__EXERCISE TASK 1__:
Using the passage below on the earnings of recent college graduates, say whether each statement agrees with it: (a) The writer started college in 2001. (b) The writer found a job right away after graduating. (c) The writer's first degree was in Tourism Management. Give yes or no for each, with the deciding words of the passage quoted exactly.
__EXERCISE TASK 2__:
In the passage below on recent college graduates' earnings, what job did the writer hold after graduating?
__EXERCISE TASK 3__:
Pick up the passage below on recent college graduates' earnings right after its last sentence and keep it going.

Yesterday I read this article on Mother Jones about the earnings of recent US college graduates over the past decade. It was depressing, to say the least. As someone who started college in 2001, graduated in 2005, got a reasonably well-paying job but decided to pursue more education (and a different career) and thus went back to college in 2007, I feel like I’ve personally experienced most of these developments. Just after I started college, things got pretty bad for a while, and I remember being very grateful I wasn’t out on the job market yet. I graduated just as the economy was booming again (The Netherlands always seems to be a year or so behind the US in such developments) and though I didn’t find my job that easily, I was employed within several months after graduating, even with a “niche” degree like a BA in Business Administration in Tourism Management. While I worked at that job, as an office manager for a management recruitment organisation, things were good. Business was good overall, more employees were hired, current employees got raises. So I did not feel at all troubled about my decision to go back to school. I’d travelled a bit, saved up some money, and I felt good to go. Then, of course, everything came crashing down. As I was now without structural financial help from my parents, I did struggle a bit. It was hard, especially over the past year or so, to get any sort of steady income going, even with my (by now) two undergraduate degrees. Too many people with similar profiles were applying to the same jobs, and many of the other jobs I applied for considered me overqualified. With fewer jobs and the market flooded with educated young folks, getting a solid starting salary going (which anyone can tell you is incredibly important, because it’s a starting point for future jobs) proved dicey. There was a definite “you’ll take what you’re offered and don’t you dare complain” attitude out there, which is problematic in a variety of ways, but especially when you consider the ever-increasing amounts of debt shouldered by students, particularly in the US, but also evermore so in European countries.

__ROWS__:
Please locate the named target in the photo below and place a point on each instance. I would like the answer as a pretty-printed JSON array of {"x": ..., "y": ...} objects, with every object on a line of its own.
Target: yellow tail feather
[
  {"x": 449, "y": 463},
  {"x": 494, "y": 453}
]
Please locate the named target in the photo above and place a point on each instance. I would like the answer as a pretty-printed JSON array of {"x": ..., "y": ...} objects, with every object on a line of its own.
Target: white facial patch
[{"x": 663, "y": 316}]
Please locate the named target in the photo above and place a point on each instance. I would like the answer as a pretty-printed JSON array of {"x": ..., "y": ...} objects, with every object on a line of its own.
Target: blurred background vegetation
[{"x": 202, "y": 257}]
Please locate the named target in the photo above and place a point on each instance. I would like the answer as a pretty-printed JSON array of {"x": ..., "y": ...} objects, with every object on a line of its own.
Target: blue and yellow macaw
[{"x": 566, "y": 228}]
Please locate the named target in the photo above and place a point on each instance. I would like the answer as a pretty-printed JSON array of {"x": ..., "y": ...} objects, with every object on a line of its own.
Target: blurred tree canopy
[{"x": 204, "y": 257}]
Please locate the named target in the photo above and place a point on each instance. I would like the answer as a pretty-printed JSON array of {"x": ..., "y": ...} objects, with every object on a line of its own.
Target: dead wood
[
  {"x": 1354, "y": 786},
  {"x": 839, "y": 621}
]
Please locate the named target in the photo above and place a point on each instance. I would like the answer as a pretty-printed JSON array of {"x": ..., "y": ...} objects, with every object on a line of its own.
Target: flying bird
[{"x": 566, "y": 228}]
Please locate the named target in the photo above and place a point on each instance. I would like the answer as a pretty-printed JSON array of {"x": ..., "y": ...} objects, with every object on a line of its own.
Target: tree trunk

__EXERCISE OUTPUT 1__:
(a) Yes: "started college in 2001"
(b) No: "though I didn’t find my job that easily, I was employed within several months after graduating"
(c) Yes: "a BA in Business Administration in Tourism Management"

__EXERCISE OUTPUT 2__:
Office manager for a management recruitment organisation.

__EXERCISE OUTPUT 3__:
Apart from the trip down memory lane, the articles on Mother Jones also told a different tale, though it’s difficult to tell at a single glance. So I made you a couple of helpful visual aids, to help you figure it out:

Fig. 1a

Fig. 1b

These graphs (I made two, because line graphs are fun, but sometimes bar graphs work better for me, visually) show the same data as the original charts in the Mother Jones article, but on the same scale.

Sometimes people try to tell me there’s no more gender pay gap, or if there is, future generations will surely even it out. From now until whenever this pay gap is actually fixed, I’ll be able to point them to these graphs. And then note that these have not even been adjusted for the even larger differences resulting from race, (dis)ability, and other factors.